▶ **What is being asked**: Starting with the line that contains "conifer tree shown in this photo?" and stopping after the line that contains "Target: bare tree", copy the entries below exactly. Include nothing else.

▶ **Data to process**:

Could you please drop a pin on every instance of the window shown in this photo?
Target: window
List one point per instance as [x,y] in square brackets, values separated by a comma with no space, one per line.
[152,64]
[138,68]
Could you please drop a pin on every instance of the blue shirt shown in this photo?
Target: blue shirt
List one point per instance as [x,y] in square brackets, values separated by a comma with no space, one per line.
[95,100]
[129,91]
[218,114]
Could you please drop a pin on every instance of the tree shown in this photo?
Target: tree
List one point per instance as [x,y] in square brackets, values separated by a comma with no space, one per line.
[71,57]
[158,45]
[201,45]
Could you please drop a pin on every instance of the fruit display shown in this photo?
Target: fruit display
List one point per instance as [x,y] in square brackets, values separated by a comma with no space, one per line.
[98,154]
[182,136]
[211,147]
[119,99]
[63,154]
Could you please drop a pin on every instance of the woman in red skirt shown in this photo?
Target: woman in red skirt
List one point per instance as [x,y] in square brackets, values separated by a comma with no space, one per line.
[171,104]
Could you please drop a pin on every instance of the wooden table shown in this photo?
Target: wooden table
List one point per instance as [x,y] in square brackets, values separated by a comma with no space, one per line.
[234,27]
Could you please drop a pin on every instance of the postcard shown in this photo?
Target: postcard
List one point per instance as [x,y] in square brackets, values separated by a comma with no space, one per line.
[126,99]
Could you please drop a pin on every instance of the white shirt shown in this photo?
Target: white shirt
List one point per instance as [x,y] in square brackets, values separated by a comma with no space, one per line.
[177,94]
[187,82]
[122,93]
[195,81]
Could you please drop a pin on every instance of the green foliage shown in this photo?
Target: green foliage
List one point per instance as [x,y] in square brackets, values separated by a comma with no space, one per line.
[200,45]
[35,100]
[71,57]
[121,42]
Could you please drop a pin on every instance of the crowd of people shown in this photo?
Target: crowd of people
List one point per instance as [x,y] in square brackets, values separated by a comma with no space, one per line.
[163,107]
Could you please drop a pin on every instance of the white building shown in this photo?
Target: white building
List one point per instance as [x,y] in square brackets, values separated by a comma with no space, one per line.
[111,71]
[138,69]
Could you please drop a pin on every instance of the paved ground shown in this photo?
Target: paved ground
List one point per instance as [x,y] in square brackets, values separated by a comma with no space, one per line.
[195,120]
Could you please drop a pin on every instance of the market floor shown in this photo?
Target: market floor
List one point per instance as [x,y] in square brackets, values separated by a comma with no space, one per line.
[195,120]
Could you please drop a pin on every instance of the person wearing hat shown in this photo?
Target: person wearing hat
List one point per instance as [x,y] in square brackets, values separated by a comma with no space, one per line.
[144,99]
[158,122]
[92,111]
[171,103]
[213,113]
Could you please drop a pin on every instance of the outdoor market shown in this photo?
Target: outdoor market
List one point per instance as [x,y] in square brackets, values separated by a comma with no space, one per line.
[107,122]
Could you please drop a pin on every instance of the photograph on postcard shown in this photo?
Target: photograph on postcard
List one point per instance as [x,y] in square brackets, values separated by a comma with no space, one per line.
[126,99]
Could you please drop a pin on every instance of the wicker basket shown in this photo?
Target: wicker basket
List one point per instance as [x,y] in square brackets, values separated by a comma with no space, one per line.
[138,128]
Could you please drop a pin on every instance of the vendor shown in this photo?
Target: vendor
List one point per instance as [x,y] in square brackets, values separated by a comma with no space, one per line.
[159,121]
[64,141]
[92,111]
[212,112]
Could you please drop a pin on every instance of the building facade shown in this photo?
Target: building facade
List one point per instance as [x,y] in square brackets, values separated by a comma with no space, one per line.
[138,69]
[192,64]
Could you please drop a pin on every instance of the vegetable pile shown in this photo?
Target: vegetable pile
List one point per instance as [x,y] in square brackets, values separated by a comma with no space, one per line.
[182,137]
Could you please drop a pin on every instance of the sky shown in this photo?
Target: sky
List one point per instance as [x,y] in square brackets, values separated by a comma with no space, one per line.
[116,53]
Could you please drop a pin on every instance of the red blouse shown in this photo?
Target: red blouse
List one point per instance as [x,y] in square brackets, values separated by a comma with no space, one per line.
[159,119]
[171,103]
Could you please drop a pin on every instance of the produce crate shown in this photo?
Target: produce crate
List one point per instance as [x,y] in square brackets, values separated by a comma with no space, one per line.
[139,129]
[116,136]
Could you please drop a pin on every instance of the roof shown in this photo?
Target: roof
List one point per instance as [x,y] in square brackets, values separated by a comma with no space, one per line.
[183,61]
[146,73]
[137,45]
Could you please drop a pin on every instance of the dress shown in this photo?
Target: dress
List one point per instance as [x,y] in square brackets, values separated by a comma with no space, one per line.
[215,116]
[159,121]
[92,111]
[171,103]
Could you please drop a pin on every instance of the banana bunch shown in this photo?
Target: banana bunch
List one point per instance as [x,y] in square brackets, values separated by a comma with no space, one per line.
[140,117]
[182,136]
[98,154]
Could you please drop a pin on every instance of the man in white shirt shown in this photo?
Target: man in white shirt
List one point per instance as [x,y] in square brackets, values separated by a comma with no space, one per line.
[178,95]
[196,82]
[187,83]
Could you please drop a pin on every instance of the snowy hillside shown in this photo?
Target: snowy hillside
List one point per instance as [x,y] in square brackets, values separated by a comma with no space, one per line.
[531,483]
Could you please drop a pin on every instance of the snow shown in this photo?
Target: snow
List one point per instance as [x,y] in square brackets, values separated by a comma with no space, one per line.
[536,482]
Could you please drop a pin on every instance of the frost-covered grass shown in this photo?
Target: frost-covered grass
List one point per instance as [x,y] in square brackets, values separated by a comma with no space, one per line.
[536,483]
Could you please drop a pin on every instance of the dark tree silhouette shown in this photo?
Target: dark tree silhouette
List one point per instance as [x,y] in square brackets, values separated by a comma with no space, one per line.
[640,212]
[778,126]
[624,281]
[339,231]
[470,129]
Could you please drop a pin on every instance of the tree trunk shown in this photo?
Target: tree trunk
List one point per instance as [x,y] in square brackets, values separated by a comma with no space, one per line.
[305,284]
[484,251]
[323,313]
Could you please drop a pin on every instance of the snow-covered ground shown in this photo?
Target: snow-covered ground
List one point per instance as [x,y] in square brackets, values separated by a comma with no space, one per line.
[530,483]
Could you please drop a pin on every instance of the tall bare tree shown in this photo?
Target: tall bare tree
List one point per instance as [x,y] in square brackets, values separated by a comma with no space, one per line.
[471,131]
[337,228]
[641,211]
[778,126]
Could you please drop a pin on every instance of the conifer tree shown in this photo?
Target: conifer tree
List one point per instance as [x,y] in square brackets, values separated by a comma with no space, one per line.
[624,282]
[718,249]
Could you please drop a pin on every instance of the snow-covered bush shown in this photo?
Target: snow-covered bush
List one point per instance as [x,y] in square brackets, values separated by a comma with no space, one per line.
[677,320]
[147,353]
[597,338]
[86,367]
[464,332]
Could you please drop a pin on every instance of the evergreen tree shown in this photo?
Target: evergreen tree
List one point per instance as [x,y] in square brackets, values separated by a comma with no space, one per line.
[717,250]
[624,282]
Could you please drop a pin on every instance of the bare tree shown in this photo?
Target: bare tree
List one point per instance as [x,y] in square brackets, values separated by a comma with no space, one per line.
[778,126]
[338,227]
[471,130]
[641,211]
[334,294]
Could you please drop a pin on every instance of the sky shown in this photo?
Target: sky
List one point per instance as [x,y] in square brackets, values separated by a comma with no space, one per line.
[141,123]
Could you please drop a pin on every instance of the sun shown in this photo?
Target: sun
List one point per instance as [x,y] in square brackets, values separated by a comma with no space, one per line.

▶ **Answer below**:
Could you please drop a pin on every instance of the conifer tree shown in this photo?
Target: conifer tree
List one point per instance as [x,y] in square brackets, values separated by a comma with no space, one per line.
[624,282]
[718,249]
Could you please drop a pin on every instance of the snow-covered bush shown in this photo?
Target: snow-covered bush
List one point per instance as [x,y] in square brackets, values separated by a comma with no space, one per line.
[677,320]
[147,353]
[597,338]
[86,367]
[464,332]
Could you please drop a pin on every instance of the evergreen tree shown in this photo?
Target: evergreen tree
List one point per instance as [x,y] in square brackets, values separated by a comma with no space, one per line.
[717,250]
[624,282]
Could you please drop a pin on every instance of the bare tree shown in this photo?
Target: bare tree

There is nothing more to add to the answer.